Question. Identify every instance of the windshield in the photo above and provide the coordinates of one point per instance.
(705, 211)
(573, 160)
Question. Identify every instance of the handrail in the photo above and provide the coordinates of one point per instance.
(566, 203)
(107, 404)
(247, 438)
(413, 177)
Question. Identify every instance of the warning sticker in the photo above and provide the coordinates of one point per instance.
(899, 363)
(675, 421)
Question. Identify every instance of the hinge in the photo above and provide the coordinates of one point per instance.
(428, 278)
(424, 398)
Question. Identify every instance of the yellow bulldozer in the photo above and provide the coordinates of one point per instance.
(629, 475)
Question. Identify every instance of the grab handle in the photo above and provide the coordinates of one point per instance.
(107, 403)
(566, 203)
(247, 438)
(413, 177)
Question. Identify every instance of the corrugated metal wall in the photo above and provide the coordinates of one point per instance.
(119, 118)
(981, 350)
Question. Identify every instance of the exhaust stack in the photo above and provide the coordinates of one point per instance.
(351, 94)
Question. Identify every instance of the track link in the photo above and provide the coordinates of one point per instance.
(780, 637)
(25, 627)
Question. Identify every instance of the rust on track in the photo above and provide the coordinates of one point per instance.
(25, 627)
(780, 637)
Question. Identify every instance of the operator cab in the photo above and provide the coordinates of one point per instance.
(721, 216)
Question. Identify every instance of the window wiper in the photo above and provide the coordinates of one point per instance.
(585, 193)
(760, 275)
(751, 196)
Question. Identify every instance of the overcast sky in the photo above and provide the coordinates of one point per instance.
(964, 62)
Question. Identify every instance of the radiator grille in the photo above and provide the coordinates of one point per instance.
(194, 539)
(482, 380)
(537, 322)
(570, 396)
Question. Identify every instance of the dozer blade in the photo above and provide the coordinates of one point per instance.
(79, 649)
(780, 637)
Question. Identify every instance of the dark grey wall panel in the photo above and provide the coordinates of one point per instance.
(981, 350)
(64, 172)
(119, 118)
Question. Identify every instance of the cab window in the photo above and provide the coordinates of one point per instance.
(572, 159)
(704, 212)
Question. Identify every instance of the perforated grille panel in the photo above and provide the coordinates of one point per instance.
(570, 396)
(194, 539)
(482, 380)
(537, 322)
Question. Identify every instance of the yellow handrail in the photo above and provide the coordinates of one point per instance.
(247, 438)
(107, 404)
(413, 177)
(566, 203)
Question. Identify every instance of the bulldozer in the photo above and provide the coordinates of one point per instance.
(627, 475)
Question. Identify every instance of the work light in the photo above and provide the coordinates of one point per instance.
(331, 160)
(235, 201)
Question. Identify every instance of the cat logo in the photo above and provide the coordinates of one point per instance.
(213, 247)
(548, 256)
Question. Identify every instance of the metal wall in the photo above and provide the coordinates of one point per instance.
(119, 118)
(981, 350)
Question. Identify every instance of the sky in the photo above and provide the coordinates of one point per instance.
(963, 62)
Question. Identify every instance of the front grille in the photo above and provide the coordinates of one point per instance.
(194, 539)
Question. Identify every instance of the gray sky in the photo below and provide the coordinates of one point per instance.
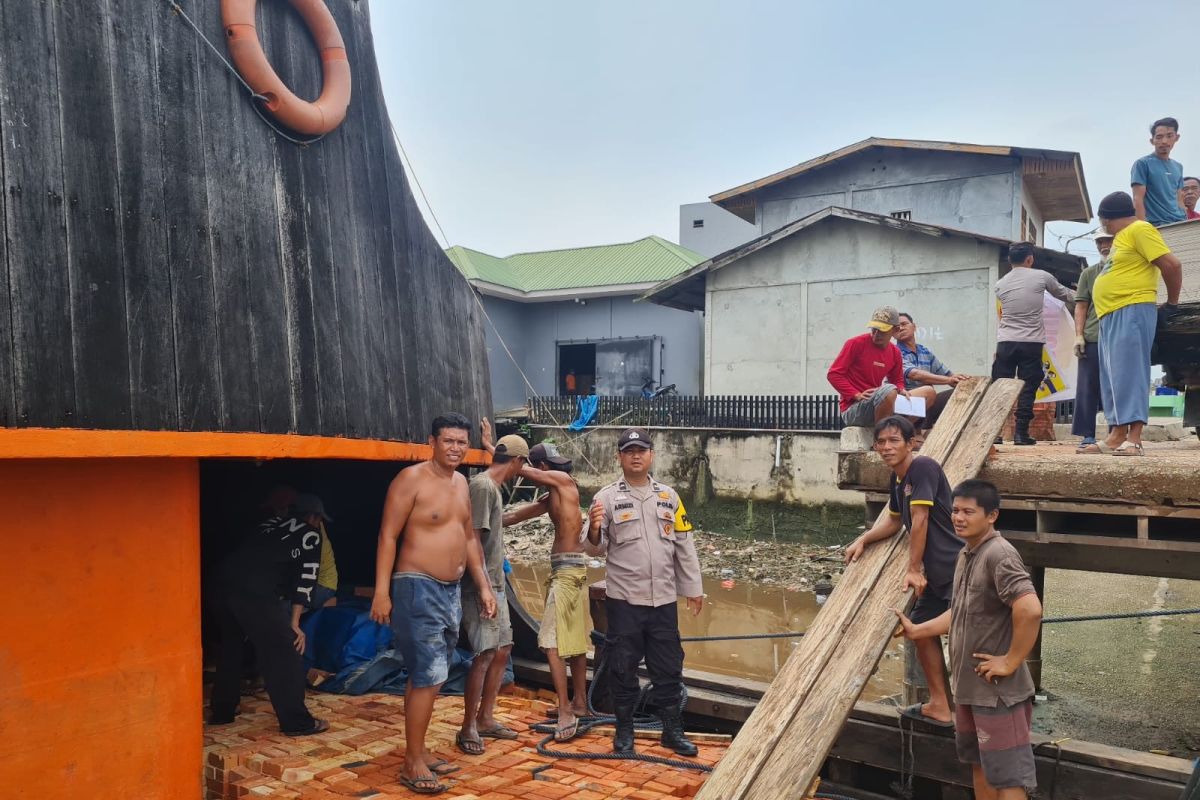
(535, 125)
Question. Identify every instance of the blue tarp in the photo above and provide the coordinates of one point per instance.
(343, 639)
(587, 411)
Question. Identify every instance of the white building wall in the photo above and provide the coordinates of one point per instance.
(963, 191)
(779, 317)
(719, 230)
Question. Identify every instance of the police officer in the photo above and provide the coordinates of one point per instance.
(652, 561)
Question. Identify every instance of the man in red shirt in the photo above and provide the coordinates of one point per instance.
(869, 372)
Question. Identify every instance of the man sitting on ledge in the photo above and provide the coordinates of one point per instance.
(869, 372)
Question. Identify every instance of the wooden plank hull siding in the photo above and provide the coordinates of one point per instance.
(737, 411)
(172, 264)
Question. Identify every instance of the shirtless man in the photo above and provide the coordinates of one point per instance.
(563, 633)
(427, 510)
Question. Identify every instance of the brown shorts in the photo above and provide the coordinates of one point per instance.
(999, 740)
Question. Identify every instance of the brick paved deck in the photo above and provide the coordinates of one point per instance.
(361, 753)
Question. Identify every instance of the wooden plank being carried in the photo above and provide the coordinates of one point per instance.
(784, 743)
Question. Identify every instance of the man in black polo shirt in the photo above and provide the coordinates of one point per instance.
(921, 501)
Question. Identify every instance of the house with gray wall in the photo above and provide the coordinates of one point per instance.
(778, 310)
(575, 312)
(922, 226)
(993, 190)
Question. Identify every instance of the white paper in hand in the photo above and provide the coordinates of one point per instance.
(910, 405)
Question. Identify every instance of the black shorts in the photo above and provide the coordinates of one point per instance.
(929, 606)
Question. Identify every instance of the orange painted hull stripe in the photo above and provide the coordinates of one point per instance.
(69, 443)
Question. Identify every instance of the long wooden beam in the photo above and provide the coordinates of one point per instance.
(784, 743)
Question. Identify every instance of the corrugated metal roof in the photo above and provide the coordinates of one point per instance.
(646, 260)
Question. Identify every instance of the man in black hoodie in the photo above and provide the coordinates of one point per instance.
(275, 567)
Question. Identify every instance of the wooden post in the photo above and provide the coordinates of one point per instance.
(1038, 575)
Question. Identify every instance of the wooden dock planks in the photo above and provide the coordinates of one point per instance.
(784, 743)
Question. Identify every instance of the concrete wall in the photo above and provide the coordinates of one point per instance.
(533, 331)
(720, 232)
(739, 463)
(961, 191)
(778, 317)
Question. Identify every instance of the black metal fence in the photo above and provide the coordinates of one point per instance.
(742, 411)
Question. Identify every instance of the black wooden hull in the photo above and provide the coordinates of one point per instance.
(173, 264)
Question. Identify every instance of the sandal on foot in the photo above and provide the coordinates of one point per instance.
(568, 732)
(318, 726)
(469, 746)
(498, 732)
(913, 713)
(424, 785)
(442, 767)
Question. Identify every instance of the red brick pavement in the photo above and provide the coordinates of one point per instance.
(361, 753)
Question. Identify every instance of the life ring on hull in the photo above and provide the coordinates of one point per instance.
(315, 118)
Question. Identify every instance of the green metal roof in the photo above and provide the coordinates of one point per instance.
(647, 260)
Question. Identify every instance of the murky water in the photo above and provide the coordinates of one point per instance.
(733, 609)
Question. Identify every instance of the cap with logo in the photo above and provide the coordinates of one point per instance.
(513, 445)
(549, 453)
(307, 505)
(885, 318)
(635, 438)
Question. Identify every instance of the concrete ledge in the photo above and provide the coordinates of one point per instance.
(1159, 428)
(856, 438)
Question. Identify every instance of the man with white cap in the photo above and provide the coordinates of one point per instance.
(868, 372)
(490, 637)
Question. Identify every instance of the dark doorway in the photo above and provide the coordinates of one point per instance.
=-=-=
EXERCISE:
Can you format every line above as a JSON list of strings, one string per line, with blank lines left out? Keep any pictures out of your answer.

PROBLEM SOLUTION:
[
  "Question. Identify every instance of the windshield in the photo above and provide the coordinates of one point per instance.",
  "(705, 211)",
  "(573, 160)",
  "Question. Identify every instance of the handrail in the photo above and provide the coordinates of one point per instance.",
  "(566, 203)",
  "(107, 404)",
  "(247, 438)",
  "(413, 177)",
  "Question. Identify every instance of the warning sticker in the photo above and provide the coordinates of one point per instance.",
  "(899, 363)",
  "(675, 421)",
  "Question. Identify every instance of the hinge in the photo above and provide the coordinates of one point per instance.",
  "(428, 278)",
  "(424, 398)",
  "Question. Identify every instance of the yellow bulldozer in the photo above and provide the coordinates of one point per instance.",
  "(629, 475)",
  "Question. Identify every instance of the grab handle in the photo above and provide the coordinates of one point per instance.",
  "(107, 403)",
  "(566, 203)",
  "(247, 438)",
  "(413, 177)",
  "Question. Identify every instance of the corrugated metal wall in the photo above and provide the coordinates of one point per instance.",
  "(119, 118)",
  "(981, 350)",
  "Question. Identify every instance of the exhaust stack in the photo above and provide the coordinates of one point per instance.",
  "(351, 94)",
  "Question. Identify every instance of the track link in the photo above and provide the coordinates of one point per instance.",
  "(780, 637)",
  "(25, 627)",
  "Question. Identify every instance of the rust on track in the photo above and provide the coordinates of one point per instance.",
  "(25, 627)",
  "(780, 637)",
  "Question. Identify every instance of the operator cab in the photo above and provide the coordinates of one point per instance.",
  "(721, 216)",
  "Question. Identify every instance of the window wiper in the photo above and provide the coordinates of one point per instance.",
  "(585, 193)",
  "(760, 275)",
  "(751, 196)",
  "Question. Identify every instance of the overcast sky in the photo above and provide the coordinates of one point per instance.",
  "(964, 62)",
  "Question. Identify every instance of the radiator grille in the photo above and provide the coordinates of one point per instance.",
  "(194, 539)",
  "(482, 380)",
  "(537, 322)",
  "(570, 396)",
  "Question. Identify every instance of the dozer blade in the photo above and provide the coordinates of one point per instance.",
  "(79, 649)",
  "(780, 637)",
  "Question. Identify every instance of the dark grey wall panel in the photo above and provide the coordinates of one point per instance.",
  "(981, 350)",
  "(64, 172)",
  "(119, 118)",
  "Question. Identify every instance of the cab window in the photo above and provide the coordinates of one point per instance.",
  "(572, 159)",
  "(704, 212)",
  "Question. Identify every instance of the perforated grille panel in the photo above and provide the coordinates of one point per instance.",
  "(570, 396)",
  "(194, 539)",
  "(482, 380)",
  "(537, 322)",
  "Question. Identify every instance of the yellow handrail in the photo above and provide the coordinates of one point per instance.",
  "(247, 438)",
  "(107, 404)",
  "(413, 177)",
  "(566, 203)",
  "Question. Identify every instance of the bulldozer in the photo above and provide the coordinates of one point per instance.",
  "(627, 475)",
  "Question. Identify every instance of the work light in the photo above and provide the coordinates of one point per instance.",
  "(331, 160)",
  "(235, 201)",
  "Question. Identify every instance of the cat logo in the photo above and provide the coordinates of one point per instance.",
  "(213, 247)",
  "(548, 256)",
  "Question. Identify every instance of the metal wall in the photo above and provide the coordinates of one point per instance.",
  "(119, 118)",
  "(981, 350)",
  "Question. Identify every instance of the sky in the photo above and provide the coordinates of one point per instance.",
  "(963, 62)",
  "Question. Identify every instance of the front grille in the photo above and provide the coordinates of one point per instance.",
  "(194, 539)",
  "Question. Identify every instance of the gray sky in the photo below and provide the coordinates of one point per instance.",
  "(535, 125)",
  "Question. Identify every instance of the blue tarp in the photo above and provide the coordinates of one point per instance.",
  "(343, 639)",
  "(587, 411)",
  "Question. Identify every instance of the white building wall in the photo above and provide the coordinates of one point per instance.",
  "(963, 191)",
  "(779, 317)",
  "(719, 230)",
  "Question. Identify every instance of the police officer in the photo above and provide the coordinates of one point per instance.",
  "(652, 561)",
  "Question. Identify every instance of the man in red shirt in the photo above and provide the coordinates of one point per instance.",
  "(869, 372)",
  "Question. Identify every instance of the man sitting on ledge in the photo above and provide the coordinates of one point per instance.",
  "(869, 372)",
  "Question. Identify every instance of the wooden plank hull siding in the photo above and provide the coordinates of one point per instance.",
  "(737, 411)",
  "(172, 264)",
  "Question. Identify every instance of the shirtless man in the photo above and provide the coordinates of one point per instance.",
  "(563, 633)",
  "(427, 510)",
  "Question. Identify every instance of the brown shorts in the photo above and provide the coordinates of one point per instance.",
  "(999, 740)",
  "Question. Identify every instance of the brick paved deck in the photo above and provide the coordinates of one point per instance.",
  "(361, 753)",
  "Question. Identify every instance of the wooden plank being carried in the photo above and provide the coordinates of one point per instance.",
  "(784, 743)",
  "Question. Identify every instance of the man in black polo shirt in the photo above and provide the coordinates of one point per instance.",
  "(921, 501)",
  "Question. Identify every instance of the house with gray wall in the photo above and provide the coordinates of one point per instance.",
  "(778, 310)",
  "(575, 312)",
  "(922, 226)",
  "(993, 190)",
  "Question. Identify every instance of the white paper in hand in the photo above and provide the coordinates of one point per instance.",
  "(910, 405)",
  "Question. Identify every instance of the black shorts in the photo above and provide the coordinates of one point per instance.",
  "(929, 606)",
  "Question. Identify every instance of the orange painted hull stripe in the photo above and provide the coordinates of one point per instance.",
  "(69, 443)",
  "Question. Identify every instance of the long wooden beam in the photo above and provide the coordinates of one point per instance.",
  "(784, 743)",
  "Question. Identify every instance of the corrugated metal roof in the photo above and provide the coordinates of one point per instance.",
  "(646, 260)",
  "Question. Identify every instance of the man in black hoodie in the photo above and provide the coordinates of one point per instance.",
  "(275, 567)",
  "Question. Identify every instance of the wooden post in the photo above and provide the coordinates of one point per instance.",
  "(1038, 575)",
  "Question. Identify every instance of the wooden dock planks in the photo above and provide the coordinates of one point per instance.",
  "(784, 743)",
  "Question. Identify every instance of the concrete wall in the photo above and provide the coordinates of one point per instance.",
  "(533, 331)",
  "(720, 232)",
  "(739, 463)",
  "(961, 191)",
  "(778, 317)",
  "Question. Identify every instance of the black metal fence in the photo above and provide the coordinates of one point per instance.",
  "(742, 411)",
  "Question. Identify every instance of the black wooden hull in the photo above and provide the coordinates of one point per instance.",
  "(173, 264)",
  "Question. Identify every instance of the sandal on foot in the photo above and provide the coordinates of one point per instance.",
  "(568, 732)",
  "(318, 726)",
  "(469, 746)",
  "(498, 732)",
  "(913, 713)",
  "(424, 785)",
  "(442, 767)",
  "Question. Identify every instance of the red brick pavement in the photo above and provide the coordinates of one point per instance.",
  "(361, 753)",
  "Question. Identify every instance of the life ring on hull in the photo above and provide the coordinates of one point per instance.",
  "(315, 118)",
  "Question. Identify every instance of the green metal roof in the photo above and provide the coordinates of one point per instance.",
  "(647, 260)",
  "Question. Identify every instance of the murky water in the photo above and provide the coordinates of one point per instance.",
  "(733, 609)",
  "Question. Identify every instance of the cap with logo in the photo above and provide the coordinates of one point per instance.",
  "(513, 445)",
  "(549, 453)",
  "(307, 505)",
  "(885, 318)",
  "(635, 438)",
  "Question. Identify every instance of the concrete ledge in the photo above and provide the coordinates of one point per instance.",
  "(1159, 428)",
  "(856, 438)",
  "Question. Identify every instance of the man with white cap in the photo above and provide the coordinates of one point per instance.",
  "(868, 372)",
  "(490, 637)",
  "Question. Identify every instance of the dark doorway in the photo above and provide the coordinates of one point per instance."
]